Kelsey Hatzell (photo by Frank Wojciechowski).

Kelsey Hatzell receives Presidential Early Career Award for Scientists and Engineers

Energy materials expert Kelsey Hatzell has been awarded the Presidential Early Career Award for Scientists and Engineers (PECASE).

The PECASE award is the highest honor given by the U.S. government to early career scientists and engineers. According to a White House press release, 400 researchers from across the country were recognized for exceptional leadership potential.

Hatzell is an associate professor of mechanical and aerospace and the Andlinger Center for Energy and the Environment. She works on understanding and designing materials for a more sustainable future, driving energy-storage technologies like next-generation batteries, carbon capture technologies that could reduce the impact of fossil fuels, and advanced membranes to desalinate water.

Actions to take>
a: Locate every line in the records that contains the string "periwinkle", and copy each of those lines.
b: Continue the article on Kelsey Hatzell's award, starting after its last sentence.
The article on Kelsey Hatzell's award and the records come from unrelated sources.

Extracted material>

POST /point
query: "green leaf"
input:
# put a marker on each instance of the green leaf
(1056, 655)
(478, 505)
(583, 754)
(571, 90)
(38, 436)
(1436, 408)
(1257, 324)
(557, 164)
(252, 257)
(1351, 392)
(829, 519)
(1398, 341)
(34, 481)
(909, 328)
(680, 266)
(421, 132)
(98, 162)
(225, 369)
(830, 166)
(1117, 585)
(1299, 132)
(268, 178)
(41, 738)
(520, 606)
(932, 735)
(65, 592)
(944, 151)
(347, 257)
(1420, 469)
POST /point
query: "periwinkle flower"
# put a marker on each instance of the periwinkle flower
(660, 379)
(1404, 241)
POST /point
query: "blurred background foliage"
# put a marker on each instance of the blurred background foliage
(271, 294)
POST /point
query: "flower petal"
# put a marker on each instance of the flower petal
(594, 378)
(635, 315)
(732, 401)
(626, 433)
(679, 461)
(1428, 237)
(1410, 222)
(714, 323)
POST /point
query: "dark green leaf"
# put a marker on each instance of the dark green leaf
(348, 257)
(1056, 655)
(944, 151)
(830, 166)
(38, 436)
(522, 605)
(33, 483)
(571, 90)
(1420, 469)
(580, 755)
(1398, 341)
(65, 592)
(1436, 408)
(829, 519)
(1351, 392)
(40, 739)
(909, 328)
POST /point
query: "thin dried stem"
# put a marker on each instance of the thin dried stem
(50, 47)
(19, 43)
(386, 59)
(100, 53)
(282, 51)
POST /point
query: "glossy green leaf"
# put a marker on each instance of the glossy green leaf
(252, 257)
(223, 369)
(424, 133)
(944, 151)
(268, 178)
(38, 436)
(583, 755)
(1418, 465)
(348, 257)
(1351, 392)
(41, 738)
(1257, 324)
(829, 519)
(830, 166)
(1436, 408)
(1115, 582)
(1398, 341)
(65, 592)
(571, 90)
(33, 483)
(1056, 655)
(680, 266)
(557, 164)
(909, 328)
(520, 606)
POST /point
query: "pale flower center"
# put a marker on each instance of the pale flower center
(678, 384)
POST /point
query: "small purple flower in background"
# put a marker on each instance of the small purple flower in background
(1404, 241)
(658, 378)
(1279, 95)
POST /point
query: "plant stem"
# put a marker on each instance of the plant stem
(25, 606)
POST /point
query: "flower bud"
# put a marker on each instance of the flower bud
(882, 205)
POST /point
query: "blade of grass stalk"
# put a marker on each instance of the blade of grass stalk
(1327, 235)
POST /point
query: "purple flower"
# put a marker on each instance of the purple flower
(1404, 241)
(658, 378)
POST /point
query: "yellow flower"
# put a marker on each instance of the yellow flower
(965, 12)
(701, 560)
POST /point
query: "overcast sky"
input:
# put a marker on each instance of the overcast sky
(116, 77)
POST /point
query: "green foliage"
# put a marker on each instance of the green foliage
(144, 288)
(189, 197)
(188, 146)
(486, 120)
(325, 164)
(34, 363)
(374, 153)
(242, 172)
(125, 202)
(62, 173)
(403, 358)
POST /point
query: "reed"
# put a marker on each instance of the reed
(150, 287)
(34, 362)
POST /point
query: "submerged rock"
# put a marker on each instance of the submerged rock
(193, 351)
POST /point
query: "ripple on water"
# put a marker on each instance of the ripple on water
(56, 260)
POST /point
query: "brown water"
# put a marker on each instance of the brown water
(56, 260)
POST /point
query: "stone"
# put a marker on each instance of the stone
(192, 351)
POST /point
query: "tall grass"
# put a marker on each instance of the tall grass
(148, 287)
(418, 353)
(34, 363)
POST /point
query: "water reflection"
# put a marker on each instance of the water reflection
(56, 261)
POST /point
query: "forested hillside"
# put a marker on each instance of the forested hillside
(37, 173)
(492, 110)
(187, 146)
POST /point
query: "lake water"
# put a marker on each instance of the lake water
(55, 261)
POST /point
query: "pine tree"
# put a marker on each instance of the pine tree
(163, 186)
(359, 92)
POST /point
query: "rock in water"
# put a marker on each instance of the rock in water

Results in order>
a:
query: "periwinkle flower"
# put a marker on each instance of the periwinkle flower

b:
Hatzell is also an associated faculty member with the Princeton Materials Institute. Past honors include an Alfred P. Sloan Research Fellowship in Chemistry, an NSF CAREER Award, the Camille Dreyfus Teacher-Scholar Award, the Materials Research Society’s Nelson “Buck” Robinson Award, and three teaching commendations from Princeton’s School of Engineering and Applied Science, among many others. Hatzell earned her Ph.D. from Drexel University. She joined Princeton from Vanderbilt University, where she was an assistant professor, in 2021.

The PECASE Awards were established in 1996 and are coordinated by the Office of Science and Technology Policy in the Executive Office of the White House. The recipients are nominated by government agencies. Hatzell, Korolova and Russakovsky were nominated by the National Science Foundation.